Text provided ::
+ + + + +

But Mavericks’ coach Rick Carlisle offered an interesting take that many in the NBA are weighing the responsibility and honor of providing playoff entertainment that was missing for so long against the bigger issues going on in the world – the latest of which was Jacob Blake being shot in the back seven times by a Kenosha, Wis., officer on Sunday.
That sparked more conversation within the NBA bubble, Carlisle said.
“It’s just a horrible gut punch,” Carlisle said before Game 5 Tuesday. “There’s a lot of conversation about a lot of things right now, understandably so. But the importance of basketball is so far down the list of things when you consider the events of the last several months, and really the events throughout history.
“And that’s one reason we read from the Equal Justice Initiative calendar every day. It’s to face those injustices going back 400-plus years, try to reckon with them, understand, talk about it, try to heal. And then you turn around and there’s another one. It’s very, very difficult.”
Carlisle starts every news conference with a daily reading from that calendar, which documents an anniversary on every day of the year of some form of racial injustice.
About the video showing the shooting of Blake, Carlisle said:
It’s an absolutely horrible, hideous situation. I saw the images on TV today, the video – it’s just beyond dreadful. I just don’t have words to describe the feeling of watching it.
“Seven shots in the back while he’s getting in the car with three kids in there. It’s unthinkable. But these things have happened all too often. And they keep happening. And that’s why we’re talking so much about racial justice here.”
And it’s something that celebrities like NBA athletes, who have a marquee platform from which to speak, are not happy about.

+ + + + +

Extracted data ::
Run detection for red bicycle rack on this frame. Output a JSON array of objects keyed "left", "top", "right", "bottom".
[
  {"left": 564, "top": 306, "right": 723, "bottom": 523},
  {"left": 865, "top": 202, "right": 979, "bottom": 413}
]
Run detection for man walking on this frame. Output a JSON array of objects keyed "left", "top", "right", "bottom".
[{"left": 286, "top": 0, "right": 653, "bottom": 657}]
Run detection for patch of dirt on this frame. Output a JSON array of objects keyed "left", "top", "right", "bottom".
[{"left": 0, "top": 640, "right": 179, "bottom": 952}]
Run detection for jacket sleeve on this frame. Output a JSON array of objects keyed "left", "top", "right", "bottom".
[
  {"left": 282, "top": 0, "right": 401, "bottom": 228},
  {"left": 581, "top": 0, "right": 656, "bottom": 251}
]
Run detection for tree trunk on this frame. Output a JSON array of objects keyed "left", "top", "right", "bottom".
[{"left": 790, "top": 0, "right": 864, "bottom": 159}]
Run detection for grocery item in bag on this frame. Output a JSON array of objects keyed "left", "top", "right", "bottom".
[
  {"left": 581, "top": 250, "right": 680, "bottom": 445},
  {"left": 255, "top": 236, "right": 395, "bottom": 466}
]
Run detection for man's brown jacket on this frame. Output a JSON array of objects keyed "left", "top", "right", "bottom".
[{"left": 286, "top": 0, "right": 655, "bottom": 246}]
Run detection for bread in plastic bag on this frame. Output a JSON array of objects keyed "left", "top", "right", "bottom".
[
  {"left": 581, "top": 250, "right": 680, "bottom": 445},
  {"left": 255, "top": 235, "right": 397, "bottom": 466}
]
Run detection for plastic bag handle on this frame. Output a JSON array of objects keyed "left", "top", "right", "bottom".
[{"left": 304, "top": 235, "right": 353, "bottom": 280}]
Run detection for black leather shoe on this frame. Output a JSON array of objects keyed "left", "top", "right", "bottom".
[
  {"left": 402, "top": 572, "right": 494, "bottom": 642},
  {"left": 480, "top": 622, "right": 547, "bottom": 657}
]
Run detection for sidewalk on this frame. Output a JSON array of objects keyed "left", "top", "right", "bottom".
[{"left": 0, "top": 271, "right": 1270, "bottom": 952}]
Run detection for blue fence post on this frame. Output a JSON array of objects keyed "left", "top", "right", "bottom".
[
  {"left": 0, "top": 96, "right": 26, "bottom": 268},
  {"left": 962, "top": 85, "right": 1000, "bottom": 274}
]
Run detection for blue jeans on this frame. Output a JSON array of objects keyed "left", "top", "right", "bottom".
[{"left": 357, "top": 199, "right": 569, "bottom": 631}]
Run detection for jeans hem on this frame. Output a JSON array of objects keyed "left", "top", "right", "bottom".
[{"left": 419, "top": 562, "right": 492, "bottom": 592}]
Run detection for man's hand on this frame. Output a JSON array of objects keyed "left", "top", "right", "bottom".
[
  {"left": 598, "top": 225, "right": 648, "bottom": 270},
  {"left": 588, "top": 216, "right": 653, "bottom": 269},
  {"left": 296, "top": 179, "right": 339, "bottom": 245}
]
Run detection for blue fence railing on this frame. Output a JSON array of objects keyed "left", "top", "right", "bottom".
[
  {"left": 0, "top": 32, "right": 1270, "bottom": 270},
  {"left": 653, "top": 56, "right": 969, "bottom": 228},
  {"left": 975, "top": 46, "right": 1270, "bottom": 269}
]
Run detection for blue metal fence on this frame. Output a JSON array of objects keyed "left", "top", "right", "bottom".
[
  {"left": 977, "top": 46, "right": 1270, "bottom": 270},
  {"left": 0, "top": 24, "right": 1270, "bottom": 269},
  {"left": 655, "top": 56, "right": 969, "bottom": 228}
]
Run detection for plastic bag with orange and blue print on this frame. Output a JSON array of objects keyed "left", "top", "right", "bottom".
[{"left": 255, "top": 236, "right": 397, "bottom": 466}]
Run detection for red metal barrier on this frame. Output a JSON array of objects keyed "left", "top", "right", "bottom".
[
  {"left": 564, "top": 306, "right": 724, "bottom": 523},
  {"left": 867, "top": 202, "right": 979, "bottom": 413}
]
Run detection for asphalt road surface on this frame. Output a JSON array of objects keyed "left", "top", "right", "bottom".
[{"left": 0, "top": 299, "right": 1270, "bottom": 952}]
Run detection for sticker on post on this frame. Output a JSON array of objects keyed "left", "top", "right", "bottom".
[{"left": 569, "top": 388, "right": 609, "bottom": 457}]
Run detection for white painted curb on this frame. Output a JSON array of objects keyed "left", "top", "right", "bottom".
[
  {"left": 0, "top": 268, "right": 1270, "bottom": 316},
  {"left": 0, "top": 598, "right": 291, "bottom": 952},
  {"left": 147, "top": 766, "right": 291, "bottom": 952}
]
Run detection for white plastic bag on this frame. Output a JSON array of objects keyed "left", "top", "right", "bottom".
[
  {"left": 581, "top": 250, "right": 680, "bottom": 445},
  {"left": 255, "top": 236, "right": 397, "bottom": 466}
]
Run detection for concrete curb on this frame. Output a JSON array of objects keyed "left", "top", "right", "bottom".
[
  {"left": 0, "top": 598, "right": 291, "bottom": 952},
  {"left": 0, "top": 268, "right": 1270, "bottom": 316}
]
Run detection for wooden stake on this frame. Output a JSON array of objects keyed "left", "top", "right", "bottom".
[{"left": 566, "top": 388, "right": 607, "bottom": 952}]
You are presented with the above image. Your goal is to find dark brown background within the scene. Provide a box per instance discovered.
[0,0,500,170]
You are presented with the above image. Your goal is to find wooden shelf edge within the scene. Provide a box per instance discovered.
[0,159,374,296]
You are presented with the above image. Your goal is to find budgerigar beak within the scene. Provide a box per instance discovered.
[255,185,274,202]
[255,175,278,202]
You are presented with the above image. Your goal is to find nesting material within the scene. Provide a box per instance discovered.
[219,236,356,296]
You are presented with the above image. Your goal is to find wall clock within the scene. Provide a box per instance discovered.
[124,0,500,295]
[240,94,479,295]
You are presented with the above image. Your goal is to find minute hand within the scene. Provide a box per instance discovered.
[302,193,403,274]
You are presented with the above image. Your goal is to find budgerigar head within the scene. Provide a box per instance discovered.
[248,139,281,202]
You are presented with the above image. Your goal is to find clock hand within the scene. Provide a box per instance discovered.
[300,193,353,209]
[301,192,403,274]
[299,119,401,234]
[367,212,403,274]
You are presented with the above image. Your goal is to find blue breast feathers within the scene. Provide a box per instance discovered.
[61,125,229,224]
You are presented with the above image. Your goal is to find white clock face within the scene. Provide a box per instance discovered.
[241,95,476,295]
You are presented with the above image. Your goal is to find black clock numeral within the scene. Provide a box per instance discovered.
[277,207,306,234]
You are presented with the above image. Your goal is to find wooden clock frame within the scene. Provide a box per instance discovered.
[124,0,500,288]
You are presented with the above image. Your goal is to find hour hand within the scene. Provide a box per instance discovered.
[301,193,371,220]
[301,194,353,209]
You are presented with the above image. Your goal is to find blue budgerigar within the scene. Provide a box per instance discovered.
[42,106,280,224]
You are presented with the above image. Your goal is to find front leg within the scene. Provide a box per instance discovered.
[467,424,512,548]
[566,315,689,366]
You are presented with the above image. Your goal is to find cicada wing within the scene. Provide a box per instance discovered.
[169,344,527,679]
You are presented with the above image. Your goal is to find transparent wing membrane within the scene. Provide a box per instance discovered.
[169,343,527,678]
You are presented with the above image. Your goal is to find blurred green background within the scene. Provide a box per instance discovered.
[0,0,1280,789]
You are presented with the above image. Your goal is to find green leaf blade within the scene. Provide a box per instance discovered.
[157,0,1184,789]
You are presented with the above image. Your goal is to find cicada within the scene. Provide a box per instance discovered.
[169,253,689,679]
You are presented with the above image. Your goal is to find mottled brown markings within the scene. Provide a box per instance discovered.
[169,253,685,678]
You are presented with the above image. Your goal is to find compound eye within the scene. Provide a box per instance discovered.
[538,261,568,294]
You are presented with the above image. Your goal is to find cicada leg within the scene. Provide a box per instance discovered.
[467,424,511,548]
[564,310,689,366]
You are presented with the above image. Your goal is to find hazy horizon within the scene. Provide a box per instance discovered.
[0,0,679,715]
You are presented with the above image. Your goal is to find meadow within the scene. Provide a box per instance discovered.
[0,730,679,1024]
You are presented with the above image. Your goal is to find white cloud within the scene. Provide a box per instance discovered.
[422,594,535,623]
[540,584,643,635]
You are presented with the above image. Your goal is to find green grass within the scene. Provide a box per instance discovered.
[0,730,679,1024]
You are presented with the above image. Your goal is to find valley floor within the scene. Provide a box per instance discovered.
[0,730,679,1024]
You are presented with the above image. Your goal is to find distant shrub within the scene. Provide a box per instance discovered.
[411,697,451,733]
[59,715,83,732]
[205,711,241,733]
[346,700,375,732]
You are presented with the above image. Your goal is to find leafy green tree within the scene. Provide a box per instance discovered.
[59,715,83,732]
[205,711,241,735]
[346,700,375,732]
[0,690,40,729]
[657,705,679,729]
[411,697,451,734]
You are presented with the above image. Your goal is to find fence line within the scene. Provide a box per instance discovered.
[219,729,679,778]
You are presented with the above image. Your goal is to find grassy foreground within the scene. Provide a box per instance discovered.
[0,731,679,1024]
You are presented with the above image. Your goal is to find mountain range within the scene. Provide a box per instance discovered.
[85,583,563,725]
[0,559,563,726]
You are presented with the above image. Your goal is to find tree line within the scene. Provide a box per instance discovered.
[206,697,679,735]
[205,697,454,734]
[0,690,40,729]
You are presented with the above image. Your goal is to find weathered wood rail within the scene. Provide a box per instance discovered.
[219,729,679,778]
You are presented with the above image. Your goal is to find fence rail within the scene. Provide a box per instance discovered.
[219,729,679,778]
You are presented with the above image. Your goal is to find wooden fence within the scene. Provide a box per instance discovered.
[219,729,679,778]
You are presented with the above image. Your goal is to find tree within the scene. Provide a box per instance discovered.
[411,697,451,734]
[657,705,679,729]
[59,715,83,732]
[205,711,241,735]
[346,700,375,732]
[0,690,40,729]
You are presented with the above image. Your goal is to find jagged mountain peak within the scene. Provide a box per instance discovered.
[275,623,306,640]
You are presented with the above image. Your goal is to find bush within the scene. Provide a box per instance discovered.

+ + + + +

Can you carry on the passage about Rick Carlisle's remarks on the Jacob Blake shooting from the point where it stops?

Response for this exercise ::
Already there has been questions raised about whether the NBA bubble should continue. Brooklyn’s Kyrie Irving, among others, said well before the bubble was a certainty that he wondered if it was the right thing to do given the social-justice focus that has been on the country since George Floyd’s murder in late May.
Those same conversations are back on the table now.
“Coming into this, so much of the conversation about whether the Orlando NBA campus was even going to happen hinged on social justice and the things that were going on in the world,” Carlisle said. “So in my conversations with the players’ association, this really happened because there was an opportunity to play the game we love.
“More importantly, it was a platform to really talk about some things that have been going on in the world – George Floyd on back.”
The NBA, along with the National Hockey League, have given the sporting landscape great hope by making the playoffs work inside of a “bubble” atmosphere.
The NBA players and executives all understand the service they are providing, which comes with the sacrifice of being away from family and friends for months on end. The world is thirsty for sports.
But it figures to be an ongoing narrative about whether basketball is worth playing when social issues continue to cloud the landscape.